> TASK REQUIREMENTS:
Starting with the line containing "[tag] kangaroo's dark" and going on through the end of the rows, rewrite those lines with "shrub" replaced by "bush" and everything else unchanged. Give only those lines.

** begin **

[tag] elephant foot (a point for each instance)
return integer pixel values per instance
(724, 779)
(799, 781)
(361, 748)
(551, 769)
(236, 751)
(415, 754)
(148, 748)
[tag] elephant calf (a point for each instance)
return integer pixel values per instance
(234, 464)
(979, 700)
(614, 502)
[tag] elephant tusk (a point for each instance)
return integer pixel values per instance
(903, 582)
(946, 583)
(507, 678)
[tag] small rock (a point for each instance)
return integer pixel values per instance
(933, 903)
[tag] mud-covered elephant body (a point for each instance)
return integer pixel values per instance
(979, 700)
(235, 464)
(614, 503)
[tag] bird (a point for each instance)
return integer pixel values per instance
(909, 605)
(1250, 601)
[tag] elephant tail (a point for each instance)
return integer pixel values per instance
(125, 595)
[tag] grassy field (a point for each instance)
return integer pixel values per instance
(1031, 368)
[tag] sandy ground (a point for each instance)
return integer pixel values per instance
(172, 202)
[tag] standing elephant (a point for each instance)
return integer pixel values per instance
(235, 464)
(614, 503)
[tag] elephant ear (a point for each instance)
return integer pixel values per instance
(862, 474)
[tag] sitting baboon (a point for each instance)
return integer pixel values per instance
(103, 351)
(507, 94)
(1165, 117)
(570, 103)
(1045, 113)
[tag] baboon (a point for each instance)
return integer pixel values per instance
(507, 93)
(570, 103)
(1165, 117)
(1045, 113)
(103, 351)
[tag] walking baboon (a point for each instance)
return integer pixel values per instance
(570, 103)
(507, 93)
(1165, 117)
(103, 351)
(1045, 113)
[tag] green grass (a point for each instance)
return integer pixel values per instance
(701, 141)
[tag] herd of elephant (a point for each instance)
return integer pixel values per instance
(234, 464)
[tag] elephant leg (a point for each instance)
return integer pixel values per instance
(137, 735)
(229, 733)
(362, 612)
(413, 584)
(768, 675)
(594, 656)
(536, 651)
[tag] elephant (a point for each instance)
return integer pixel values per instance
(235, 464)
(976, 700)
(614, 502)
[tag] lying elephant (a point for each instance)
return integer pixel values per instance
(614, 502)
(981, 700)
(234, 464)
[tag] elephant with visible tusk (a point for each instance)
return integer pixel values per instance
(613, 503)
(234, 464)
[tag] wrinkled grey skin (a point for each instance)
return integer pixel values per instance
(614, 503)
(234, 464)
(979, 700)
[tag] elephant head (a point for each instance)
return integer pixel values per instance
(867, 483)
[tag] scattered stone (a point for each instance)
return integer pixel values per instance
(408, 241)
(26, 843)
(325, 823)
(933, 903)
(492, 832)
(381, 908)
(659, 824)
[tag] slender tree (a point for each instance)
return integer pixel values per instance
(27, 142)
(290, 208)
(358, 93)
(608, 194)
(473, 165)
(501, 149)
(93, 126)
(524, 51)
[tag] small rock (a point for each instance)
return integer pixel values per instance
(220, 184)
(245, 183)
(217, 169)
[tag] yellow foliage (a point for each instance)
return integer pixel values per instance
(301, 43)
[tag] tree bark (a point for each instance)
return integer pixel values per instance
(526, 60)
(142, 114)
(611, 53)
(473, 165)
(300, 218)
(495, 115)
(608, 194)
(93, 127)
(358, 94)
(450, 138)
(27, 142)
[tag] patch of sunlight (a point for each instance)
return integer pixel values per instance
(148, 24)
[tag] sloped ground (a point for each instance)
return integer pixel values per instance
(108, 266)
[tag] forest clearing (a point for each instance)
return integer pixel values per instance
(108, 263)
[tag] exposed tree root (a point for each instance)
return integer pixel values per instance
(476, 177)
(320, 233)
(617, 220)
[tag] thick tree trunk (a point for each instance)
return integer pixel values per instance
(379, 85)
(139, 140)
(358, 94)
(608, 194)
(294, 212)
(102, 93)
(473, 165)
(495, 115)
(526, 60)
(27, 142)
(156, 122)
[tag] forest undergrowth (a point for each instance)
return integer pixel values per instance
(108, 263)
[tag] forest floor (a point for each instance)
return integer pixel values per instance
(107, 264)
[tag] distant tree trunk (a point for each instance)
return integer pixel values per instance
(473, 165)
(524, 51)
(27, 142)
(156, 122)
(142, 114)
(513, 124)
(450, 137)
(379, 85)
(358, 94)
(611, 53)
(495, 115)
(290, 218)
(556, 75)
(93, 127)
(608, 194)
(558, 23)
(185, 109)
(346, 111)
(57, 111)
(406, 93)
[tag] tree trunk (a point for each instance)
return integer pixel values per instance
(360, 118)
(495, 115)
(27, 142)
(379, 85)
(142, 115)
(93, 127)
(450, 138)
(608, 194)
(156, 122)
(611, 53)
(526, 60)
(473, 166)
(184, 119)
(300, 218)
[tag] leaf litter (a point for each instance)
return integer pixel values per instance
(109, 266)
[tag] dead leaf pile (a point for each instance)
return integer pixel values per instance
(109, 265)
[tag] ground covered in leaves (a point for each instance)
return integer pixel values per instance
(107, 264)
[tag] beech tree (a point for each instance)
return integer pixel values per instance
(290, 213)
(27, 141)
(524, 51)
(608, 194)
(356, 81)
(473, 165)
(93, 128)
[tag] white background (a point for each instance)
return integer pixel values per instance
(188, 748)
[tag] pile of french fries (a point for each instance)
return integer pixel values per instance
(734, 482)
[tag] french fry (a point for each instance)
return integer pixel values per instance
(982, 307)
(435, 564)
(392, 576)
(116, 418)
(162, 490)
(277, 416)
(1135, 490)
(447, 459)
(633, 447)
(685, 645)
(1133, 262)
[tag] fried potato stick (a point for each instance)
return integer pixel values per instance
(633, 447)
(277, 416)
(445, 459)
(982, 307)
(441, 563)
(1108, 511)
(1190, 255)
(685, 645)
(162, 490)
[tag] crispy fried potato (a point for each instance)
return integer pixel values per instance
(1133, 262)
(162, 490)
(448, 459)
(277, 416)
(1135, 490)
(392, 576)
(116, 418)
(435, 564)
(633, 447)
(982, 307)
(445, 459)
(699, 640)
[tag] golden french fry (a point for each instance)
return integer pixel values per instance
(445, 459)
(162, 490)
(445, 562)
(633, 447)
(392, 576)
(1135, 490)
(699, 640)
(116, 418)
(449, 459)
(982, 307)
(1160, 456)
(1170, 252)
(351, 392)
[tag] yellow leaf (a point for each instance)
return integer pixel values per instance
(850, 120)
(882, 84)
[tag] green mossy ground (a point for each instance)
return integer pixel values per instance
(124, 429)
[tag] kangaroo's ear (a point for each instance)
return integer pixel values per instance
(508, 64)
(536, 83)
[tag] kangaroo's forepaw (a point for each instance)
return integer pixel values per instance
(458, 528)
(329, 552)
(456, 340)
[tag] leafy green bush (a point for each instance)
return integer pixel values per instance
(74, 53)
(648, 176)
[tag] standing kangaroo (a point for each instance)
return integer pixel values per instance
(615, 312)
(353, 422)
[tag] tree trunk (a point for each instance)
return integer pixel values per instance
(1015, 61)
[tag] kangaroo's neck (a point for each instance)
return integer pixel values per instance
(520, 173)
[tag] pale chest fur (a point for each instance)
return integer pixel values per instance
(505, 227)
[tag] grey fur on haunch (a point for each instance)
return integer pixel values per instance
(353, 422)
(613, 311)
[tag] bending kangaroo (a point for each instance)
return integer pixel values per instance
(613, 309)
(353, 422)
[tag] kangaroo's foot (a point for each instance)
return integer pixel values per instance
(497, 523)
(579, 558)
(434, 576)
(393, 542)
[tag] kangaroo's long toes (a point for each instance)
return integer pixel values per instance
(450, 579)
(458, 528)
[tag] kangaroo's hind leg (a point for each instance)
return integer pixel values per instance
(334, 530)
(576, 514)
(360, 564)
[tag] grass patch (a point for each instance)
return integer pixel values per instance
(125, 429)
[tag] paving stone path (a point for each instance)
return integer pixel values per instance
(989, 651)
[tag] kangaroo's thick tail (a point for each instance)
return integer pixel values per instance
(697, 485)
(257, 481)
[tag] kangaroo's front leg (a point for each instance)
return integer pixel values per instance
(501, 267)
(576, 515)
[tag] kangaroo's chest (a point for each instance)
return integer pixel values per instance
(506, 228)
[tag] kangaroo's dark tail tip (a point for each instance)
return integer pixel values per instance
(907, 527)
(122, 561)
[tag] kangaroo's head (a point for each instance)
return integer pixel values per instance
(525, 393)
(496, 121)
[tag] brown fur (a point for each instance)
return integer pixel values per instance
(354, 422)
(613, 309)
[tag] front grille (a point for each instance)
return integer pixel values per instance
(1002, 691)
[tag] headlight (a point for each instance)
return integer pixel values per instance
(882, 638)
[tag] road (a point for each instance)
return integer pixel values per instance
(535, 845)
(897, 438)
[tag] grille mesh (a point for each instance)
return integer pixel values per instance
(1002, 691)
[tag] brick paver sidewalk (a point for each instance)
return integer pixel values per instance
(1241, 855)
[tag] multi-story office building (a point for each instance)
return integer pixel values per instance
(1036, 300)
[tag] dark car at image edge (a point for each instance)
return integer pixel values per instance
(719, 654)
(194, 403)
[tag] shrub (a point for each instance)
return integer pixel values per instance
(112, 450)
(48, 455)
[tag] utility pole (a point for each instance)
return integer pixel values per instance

** end **

> EXPECTED ANSWER:
[tag] kangaroo's dark tail tip (a point for each instance)
return integer pixel values per instance
(907, 527)
(122, 561)
[tag] kangaroo's head (a point for each instance)
return integer pixel values per instance
(525, 393)
(496, 121)
[tag] brown fur (a point for each instance)
return integer pixel values per instance
(354, 422)
(613, 309)
[tag] front grille (a point for each instance)
return integer pixel values per instance
(1002, 691)
[tag] headlight (a point for each instance)
return integer pixel values per instance
(882, 638)
[tag] road (a point for each instance)
return integer pixel values per instance
(535, 845)
(897, 438)
[tag] grille mesh (a point for each instance)
return integer pixel values per instance
(1002, 691)
[tag] brick paver sidewalk (a point for each instance)
return integer pixel values per instance
(1241, 855)
[tag] multi-story office building (a point for each instance)
return integer pixel values per instance
(1036, 300)
[tag] dark car at image edge (a point for each instance)
return integer pixel values per instance
(719, 654)
(194, 403)
[tag] bush (a point for each instance)
return integer pixel values per instance
(112, 450)
(48, 455)
[tag] utility pole (a point for each instance)
return integer pixel values per instance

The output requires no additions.